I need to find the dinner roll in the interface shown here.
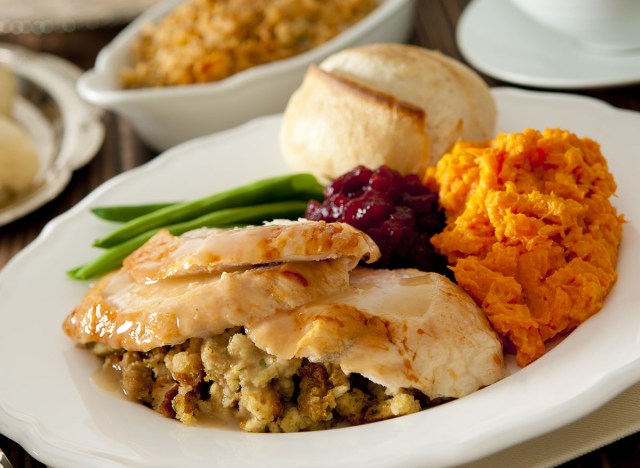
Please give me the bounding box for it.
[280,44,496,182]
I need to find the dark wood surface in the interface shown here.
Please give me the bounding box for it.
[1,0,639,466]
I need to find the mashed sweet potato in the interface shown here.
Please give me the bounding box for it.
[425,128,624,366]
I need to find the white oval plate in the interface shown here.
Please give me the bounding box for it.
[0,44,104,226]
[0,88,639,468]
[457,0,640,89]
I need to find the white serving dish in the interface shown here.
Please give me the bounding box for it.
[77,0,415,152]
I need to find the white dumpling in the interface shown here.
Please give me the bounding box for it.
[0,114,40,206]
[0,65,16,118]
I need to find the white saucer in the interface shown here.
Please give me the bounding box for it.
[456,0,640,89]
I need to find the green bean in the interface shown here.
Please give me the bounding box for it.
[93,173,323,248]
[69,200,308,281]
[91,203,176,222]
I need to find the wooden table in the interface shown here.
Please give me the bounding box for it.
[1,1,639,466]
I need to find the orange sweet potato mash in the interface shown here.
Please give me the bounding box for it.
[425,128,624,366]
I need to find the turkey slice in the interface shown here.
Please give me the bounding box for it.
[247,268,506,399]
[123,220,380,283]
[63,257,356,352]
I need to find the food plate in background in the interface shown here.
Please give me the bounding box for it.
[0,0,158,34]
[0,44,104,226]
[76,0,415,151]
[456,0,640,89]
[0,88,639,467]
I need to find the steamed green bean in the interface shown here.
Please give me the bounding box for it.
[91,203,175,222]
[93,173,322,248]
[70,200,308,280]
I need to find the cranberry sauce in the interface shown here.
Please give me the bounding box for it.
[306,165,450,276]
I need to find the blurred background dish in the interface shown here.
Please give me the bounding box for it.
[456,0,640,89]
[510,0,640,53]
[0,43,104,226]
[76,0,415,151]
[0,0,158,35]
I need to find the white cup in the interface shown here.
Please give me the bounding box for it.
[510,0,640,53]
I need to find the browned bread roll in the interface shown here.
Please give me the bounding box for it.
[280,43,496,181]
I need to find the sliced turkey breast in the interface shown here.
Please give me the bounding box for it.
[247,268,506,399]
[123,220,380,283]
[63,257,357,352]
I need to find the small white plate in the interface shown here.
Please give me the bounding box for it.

-*-

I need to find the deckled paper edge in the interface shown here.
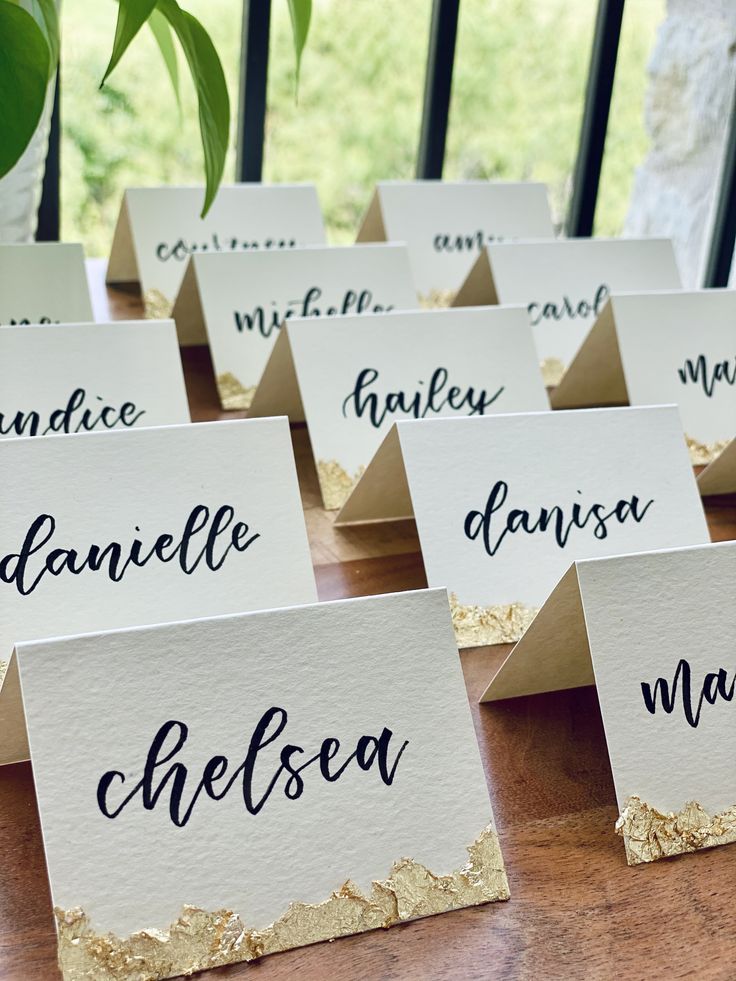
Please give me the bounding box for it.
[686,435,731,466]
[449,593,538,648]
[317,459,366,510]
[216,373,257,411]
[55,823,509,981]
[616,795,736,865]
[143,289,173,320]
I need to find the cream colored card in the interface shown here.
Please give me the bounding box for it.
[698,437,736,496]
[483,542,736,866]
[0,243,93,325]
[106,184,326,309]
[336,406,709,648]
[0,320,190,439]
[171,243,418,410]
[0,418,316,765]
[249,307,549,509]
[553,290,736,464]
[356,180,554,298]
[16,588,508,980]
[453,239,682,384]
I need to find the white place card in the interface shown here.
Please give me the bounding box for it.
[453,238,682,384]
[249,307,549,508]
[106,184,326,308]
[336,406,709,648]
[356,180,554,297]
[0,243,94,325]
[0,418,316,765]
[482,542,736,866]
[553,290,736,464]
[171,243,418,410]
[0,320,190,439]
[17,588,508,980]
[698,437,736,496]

-*-

Problem statement
In the records above, find each line that mentions the word "bean", and copy it.

Response
I need to find the green bean in the interface shown here.
I need to find the steamed green bean in the interface shown here.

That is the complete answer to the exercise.